PROBLEM STATEMENT:
Return every line of the data exactly as it stands.

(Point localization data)
+++

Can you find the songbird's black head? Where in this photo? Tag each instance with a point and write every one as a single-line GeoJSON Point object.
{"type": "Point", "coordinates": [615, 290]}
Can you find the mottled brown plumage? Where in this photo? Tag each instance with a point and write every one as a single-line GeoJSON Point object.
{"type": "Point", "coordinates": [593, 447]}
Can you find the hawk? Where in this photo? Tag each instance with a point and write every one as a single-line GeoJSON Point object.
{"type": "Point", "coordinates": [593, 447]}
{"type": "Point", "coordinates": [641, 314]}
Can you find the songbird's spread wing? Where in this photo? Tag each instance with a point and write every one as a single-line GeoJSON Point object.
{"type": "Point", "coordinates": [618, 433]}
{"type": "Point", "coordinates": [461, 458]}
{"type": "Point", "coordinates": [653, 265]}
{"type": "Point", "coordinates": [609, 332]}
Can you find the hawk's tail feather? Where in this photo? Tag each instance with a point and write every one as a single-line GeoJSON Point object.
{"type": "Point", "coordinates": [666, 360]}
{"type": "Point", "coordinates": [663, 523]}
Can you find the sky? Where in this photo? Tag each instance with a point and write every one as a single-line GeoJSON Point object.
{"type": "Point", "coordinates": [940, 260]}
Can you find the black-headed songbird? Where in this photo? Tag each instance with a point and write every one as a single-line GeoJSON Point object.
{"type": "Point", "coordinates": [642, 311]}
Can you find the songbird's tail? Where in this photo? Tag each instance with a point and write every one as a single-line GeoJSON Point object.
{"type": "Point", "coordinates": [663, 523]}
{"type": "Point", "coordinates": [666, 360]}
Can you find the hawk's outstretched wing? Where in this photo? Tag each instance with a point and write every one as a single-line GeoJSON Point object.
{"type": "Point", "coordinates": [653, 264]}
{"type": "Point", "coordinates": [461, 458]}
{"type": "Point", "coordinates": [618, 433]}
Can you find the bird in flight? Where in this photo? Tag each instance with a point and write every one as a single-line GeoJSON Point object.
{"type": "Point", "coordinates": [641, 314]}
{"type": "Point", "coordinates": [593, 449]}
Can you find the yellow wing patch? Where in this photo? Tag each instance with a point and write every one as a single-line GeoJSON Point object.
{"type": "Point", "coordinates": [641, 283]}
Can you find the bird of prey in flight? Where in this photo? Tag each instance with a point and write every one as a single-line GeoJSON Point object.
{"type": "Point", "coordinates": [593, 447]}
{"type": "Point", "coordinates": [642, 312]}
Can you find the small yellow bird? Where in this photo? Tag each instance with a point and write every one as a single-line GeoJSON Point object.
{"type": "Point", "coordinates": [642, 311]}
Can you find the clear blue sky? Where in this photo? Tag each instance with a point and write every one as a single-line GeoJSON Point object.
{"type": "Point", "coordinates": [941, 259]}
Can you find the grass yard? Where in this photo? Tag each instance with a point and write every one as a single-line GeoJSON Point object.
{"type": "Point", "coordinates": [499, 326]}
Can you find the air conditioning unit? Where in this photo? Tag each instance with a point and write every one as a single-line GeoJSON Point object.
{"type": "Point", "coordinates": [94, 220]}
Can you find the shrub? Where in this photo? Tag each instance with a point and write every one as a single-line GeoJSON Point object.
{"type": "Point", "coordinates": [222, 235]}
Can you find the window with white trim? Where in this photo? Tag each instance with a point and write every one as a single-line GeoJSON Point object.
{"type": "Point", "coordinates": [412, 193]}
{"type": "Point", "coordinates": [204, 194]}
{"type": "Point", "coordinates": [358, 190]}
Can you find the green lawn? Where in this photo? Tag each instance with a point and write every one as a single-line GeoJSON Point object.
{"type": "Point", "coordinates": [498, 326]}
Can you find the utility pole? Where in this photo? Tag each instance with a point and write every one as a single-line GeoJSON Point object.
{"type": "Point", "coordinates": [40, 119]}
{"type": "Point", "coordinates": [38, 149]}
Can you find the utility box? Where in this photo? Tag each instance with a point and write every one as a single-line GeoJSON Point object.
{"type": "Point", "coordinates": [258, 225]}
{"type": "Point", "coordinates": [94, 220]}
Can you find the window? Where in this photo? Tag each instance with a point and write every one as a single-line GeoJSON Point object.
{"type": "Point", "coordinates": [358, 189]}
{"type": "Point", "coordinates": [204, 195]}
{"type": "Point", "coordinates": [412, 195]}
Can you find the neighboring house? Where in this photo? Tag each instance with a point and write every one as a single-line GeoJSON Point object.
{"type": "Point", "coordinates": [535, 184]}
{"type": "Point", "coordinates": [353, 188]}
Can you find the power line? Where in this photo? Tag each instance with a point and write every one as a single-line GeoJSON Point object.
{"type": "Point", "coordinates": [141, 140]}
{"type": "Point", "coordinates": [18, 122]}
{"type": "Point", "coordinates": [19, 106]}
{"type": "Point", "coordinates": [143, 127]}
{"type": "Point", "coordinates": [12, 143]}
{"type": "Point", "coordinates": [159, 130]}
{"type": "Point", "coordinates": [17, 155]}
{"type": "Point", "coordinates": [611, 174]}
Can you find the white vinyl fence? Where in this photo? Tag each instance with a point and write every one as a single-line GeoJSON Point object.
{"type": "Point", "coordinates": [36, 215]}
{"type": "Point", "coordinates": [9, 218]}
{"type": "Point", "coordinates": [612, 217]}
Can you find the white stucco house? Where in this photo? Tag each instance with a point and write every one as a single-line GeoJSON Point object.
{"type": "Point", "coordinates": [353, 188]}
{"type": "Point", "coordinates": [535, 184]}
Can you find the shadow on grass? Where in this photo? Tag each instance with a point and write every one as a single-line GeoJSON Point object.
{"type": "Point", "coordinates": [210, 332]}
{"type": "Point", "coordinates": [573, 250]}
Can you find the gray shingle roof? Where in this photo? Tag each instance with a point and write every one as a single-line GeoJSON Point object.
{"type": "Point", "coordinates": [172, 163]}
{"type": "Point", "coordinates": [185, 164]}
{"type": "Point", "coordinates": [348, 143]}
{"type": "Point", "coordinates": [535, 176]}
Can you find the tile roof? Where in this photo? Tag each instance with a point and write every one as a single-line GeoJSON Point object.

+++

TASK OUTPUT:
Can you find the songbird's black head? Where in this photo? Tag each instance with a point and write every one as a single-line GeoJSON Point object.
{"type": "Point", "coordinates": [615, 290]}
Can you find the mottled brown plumage? Where in this photo? Tag each instance with a point and write every one as a single-line GeoJSON Point object.
{"type": "Point", "coordinates": [593, 447]}
Can you find the hawk? Where in this photo? Tag each instance with a point and write every one as a single-line GeoJSON Point object.
{"type": "Point", "coordinates": [593, 447]}
{"type": "Point", "coordinates": [641, 314]}
Can you find the songbird's spread wing? Where in this photo? Tag each instance with a point and write every one as a single-line GeoJSON Point object.
{"type": "Point", "coordinates": [618, 433]}
{"type": "Point", "coordinates": [461, 458]}
{"type": "Point", "coordinates": [653, 265]}
{"type": "Point", "coordinates": [609, 332]}
Can you find the hawk's tail feather? Where in this photo? Tag each instance with a point and write every one as a single-line GeoJSON Point object.
{"type": "Point", "coordinates": [666, 360]}
{"type": "Point", "coordinates": [663, 523]}
Can you find the sky? Where in this photo? Tag each instance with a point and write every one as a single-line GeoJSON Point object.
{"type": "Point", "coordinates": [940, 260]}
Can you find the black-headed songbird? Where in this photo? Tag each instance with a point and write every one as a single-line GeoJSON Point object.
{"type": "Point", "coordinates": [642, 311]}
Can you find the songbird's tail? Where in this photo? Tag each instance with a point and write every one as a single-line GeoJSON Point object.
{"type": "Point", "coordinates": [663, 523]}
{"type": "Point", "coordinates": [666, 360]}
Can you find the hawk's outstretched wing? Where in this photo? Tag each instance with a point and write every one as a single-line GeoJSON Point object.
{"type": "Point", "coordinates": [653, 264]}
{"type": "Point", "coordinates": [461, 458]}
{"type": "Point", "coordinates": [618, 433]}
Can you find the bird in flight? Where in this photo? Tag each instance with a point and write every one as a single-line GeoJSON Point object.
{"type": "Point", "coordinates": [641, 314]}
{"type": "Point", "coordinates": [593, 449]}
Can you find the yellow wing patch? Where in this photo? Tag each instance with a point and write every one as a single-line GeoJSON Point object.
{"type": "Point", "coordinates": [641, 283]}
Can you find the bird of prey in flight? Where in this photo? Tag each instance with a point and write every one as a single-line GeoJSON Point object.
{"type": "Point", "coordinates": [593, 447]}
{"type": "Point", "coordinates": [642, 312]}
Can you find the small yellow bird? Where in this photo? Tag each instance with a point and write every one as a single-line GeoJSON Point object.
{"type": "Point", "coordinates": [642, 311]}
Can you find the clear blue sky? Where in this photo? Tag each instance with a point and write every one as a single-line GeoJSON Point object.
{"type": "Point", "coordinates": [941, 259]}
Can you find the grass yard? Where in this photo? Tag each instance with a point and write every one as a single-line GeoJSON Point object.
{"type": "Point", "coordinates": [499, 326]}
Can you find the air conditioning unit? Where in this photo? Tag each instance with a point and write every one as a single-line GeoJSON Point object.
{"type": "Point", "coordinates": [94, 220]}
Can you find the shrub? Where in this photo? Tag each instance with a point and write every one as a single-line GeoJSON Point object.
{"type": "Point", "coordinates": [222, 235]}
Can you find the window with white trim? Where in this photo? Tag each instance with a point and write every one as a single-line GeoJSON Point object.
{"type": "Point", "coordinates": [412, 193]}
{"type": "Point", "coordinates": [204, 194]}
{"type": "Point", "coordinates": [358, 190]}
Can you find the green lawn? Where in this photo? Tag each instance with a point and write every one as a single-line GeoJSON Point object.
{"type": "Point", "coordinates": [498, 326]}
Can you find the utility pole? Where in this photo? Tag each instance with a point and write every one as a single-line GeoJSON Point object.
{"type": "Point", "coordinates": [40, 119]}
{"type": "Point", "coordinates": [38, 149]}
Can you find the utility box? Where in this photo? Tag each instance with a point and write every one as a single-line GeoJSON Point object.
{"type": "Point", "coordinates": [258, 225]}
{"type": "Point", "coordinates": [94, 220]}
Can you find the window? Where in this photo? Tag each instance with a point and write every one as a single-line GeoJSON Point object.
{"type": "Point", "coordinates": [358, 189]}
{"type": "Point", "coordinates": [204, 195]}
{"type": "Point", "coordinates": [412, 195]}
Can you find the neighboring house? Where in this photo? Tag each instance with a point and write every one as a single-line GeoJSON Point object.
{"type": "Point", "coordinates": [535, 184]}
{"type": "Point", "coordinates": [353, 188]}
Can you find the power line? Where in this photo? Tag each instance with a point and write every one as a single-line GeoJSON Point object.
{"type": "Point", "coordinates": [141, 140]}
{"type": "Point", "coordinates": [18, 122]}
{"type": "Point", "coordinates": [19, 106]}
{"type": "Point", "coordinates": [143, 127]}
{"type": "Point", "coordinates": [12, 143]}
{"type": "Point", "coordinates": [159, 130]}
{"type": "Point", "coordinates": [17, 155]}
{"type": "Point", "coordinates": [611, 174]}
Can you find the white vinyl fence? Where in this photo? Tag each instance with a point and write every one as a single-line GeoJSON Point object.
{"type": "Point", "coordinates": [36, 215]}
{"type": "Point", "coordinates": [9, 218]}
{"type": "Point", "coordinates": [612, 217]}
Can you find the white stucco house? Where in this photo? Tag each instance with a point and write every one as a single-line GeoJSON Point object.
{"type": "Point", "coordinates": [353, 188]}
{"type": "Point", "coordinates": [535, 184]}
Can you find the shadow on grass? Where in this photo? Tag each instance with a point and write every one as a single-line GeoJSON Point object.
{"type": "Point", "coordinates": [210, 332]}
{"type": "Point", "coordinates": [573, 250]}
Can you find the gray shingle roof? Where in this photo? Tag each instance with a point and write every one as a single-line GeoJSON Point object.
{"type": "Point", "coordinates": [172, 163]}
{"type": "Point", "coordinates": [185, 164]}
{"type": "Point", "coordinates": [348, 143]}
{"type": "Point", "coordinates": [535, 176]}
Can you find the tile roof? Where in this photo? Tag each instance with a point and write every one as a single-line GeoJSON Point object.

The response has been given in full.